Input for this task: Begin
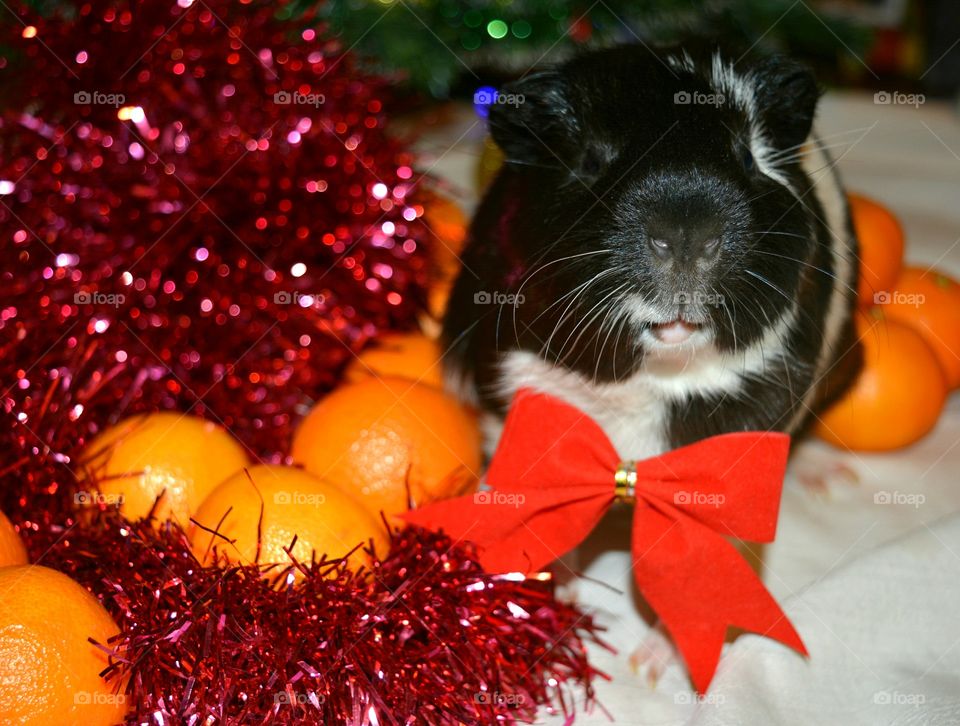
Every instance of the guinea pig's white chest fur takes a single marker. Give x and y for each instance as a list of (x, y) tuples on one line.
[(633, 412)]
Input for this task: End
Input for this task: Begin
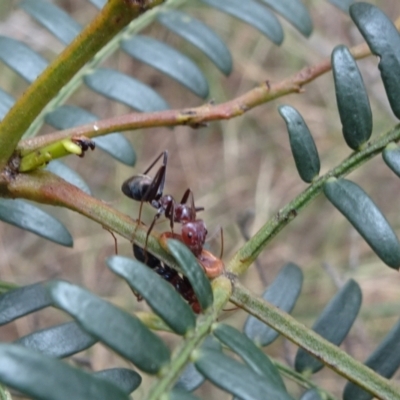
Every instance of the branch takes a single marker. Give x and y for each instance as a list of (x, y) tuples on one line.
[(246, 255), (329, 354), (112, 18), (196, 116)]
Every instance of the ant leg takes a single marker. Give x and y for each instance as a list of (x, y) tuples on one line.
Input for this task: End
Input for this task: Begin
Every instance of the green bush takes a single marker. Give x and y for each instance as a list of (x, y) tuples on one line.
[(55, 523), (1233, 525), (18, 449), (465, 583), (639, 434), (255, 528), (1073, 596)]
Input for this task: End
» **Problem statement**
Above are some records; copy exactly the lines from the one with "Every instance of the branch" through the one with "Every instance of the ant", both included, and no others.

» **Answer to the problem**
Every instance of the branch takes a single marker. Give x and y for each instance as a list of (x, y) tuples on one line.
[(246, 255), (329, 354), (112, 18), (196, 116)]
Every instance of the ant leg takes a single marker. Give x and y for each instance as a list of (x, y) tuples on one line.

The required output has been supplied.